*Directions for this task*
Of all the lines in the entries below, give again exactly those starting at the line containing "formatted as [104,275]." and ending at the line containing "formatted as [157,7].", both ends included, and no others.

*Dataset records*
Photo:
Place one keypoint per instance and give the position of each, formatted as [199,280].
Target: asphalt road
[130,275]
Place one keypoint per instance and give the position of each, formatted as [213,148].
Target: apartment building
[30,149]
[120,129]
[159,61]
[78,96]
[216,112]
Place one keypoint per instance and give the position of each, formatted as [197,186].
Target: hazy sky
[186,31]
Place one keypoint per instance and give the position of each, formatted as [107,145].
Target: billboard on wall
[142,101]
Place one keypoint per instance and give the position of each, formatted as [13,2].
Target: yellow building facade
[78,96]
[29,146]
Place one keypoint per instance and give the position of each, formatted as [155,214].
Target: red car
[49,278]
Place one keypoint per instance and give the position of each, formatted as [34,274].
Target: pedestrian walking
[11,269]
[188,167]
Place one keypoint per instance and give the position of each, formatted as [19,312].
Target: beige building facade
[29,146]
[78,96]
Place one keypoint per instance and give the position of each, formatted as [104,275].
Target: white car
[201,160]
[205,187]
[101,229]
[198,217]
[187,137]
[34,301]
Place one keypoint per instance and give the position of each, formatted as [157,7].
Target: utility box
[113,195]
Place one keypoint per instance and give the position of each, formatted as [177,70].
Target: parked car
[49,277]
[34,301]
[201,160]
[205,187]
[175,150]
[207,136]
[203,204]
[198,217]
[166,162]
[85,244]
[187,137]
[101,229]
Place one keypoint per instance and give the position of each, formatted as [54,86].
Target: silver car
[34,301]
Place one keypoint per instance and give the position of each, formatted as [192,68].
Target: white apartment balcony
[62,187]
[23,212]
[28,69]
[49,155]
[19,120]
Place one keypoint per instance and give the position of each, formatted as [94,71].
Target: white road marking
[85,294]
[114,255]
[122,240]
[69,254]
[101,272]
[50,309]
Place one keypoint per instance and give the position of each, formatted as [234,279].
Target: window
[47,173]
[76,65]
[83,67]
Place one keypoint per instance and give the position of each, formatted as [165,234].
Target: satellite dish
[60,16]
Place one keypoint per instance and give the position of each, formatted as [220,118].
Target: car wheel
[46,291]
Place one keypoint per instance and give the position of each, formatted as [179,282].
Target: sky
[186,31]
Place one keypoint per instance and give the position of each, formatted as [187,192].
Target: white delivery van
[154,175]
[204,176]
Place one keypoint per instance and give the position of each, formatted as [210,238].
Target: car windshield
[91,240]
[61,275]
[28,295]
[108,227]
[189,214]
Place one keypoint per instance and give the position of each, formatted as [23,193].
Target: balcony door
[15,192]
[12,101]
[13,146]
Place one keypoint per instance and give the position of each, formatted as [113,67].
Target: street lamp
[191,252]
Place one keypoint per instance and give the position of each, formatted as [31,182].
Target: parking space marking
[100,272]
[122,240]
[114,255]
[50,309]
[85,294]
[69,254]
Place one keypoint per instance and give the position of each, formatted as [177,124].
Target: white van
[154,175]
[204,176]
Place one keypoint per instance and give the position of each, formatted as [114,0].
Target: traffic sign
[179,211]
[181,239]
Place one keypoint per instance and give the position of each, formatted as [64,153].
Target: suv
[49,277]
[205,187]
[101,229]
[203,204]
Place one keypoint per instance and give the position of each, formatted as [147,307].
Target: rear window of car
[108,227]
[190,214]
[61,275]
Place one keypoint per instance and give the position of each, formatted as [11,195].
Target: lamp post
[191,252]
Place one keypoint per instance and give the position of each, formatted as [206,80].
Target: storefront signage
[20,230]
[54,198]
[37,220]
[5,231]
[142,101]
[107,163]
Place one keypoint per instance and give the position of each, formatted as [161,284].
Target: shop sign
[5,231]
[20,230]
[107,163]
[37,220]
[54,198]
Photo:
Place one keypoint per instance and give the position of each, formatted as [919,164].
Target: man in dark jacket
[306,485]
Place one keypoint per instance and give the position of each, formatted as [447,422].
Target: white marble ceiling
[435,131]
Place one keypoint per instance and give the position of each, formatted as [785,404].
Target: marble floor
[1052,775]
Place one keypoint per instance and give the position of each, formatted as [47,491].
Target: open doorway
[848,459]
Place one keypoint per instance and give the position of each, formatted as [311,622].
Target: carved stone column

*Answer for this exercise*
Place one keypoint per instance and give the position of each, formatted as [104,275].
Target: white car
[201,160]
[205,187]
[101,229]
[198,217]
[187,137]
[34,301]
Place one keypoint per instance and give the position of each, formatted as [157,7].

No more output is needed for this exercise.